(Records drawn from a dataset)
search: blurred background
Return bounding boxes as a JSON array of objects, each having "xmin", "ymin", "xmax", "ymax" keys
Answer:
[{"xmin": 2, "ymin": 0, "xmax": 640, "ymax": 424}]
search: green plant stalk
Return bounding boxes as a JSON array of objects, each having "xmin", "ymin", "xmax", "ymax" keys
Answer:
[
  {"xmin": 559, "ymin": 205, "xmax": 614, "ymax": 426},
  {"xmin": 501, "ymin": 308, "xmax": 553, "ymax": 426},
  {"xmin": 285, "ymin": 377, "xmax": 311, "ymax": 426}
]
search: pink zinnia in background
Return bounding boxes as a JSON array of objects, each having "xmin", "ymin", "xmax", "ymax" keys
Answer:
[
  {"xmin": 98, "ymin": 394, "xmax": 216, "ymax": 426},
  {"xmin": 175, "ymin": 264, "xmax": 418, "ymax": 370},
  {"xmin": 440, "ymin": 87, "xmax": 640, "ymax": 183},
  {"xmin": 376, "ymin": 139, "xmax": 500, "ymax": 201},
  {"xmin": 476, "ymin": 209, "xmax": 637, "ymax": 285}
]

* * *

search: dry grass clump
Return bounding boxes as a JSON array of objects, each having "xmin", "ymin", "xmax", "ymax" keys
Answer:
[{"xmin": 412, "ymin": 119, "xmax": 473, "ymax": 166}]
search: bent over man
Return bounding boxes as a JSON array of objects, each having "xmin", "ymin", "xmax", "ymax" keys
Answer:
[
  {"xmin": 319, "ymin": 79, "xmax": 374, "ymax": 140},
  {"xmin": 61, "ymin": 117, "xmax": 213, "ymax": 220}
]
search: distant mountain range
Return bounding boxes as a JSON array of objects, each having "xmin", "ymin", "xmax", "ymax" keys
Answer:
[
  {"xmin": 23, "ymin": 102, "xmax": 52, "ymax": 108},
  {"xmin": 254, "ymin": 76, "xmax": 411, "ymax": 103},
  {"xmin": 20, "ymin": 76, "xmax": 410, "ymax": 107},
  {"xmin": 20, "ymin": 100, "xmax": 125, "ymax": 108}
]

→ Exercise instructions: Set down, unchanged, only those lines above that fall between the line with "search: blurred background" and the line with "search: green plant stalk", the two end lines included.

→ Output for this task:
search: blurred background
Return bounding boxes as a JSON array of objects, each having "xmin", "ymin", "xmax", "ymax" keys
Answer:
[{"xmin": 2, "ymin": 0, "xmax": 640, "ymax": 424}]
search: green plant stalk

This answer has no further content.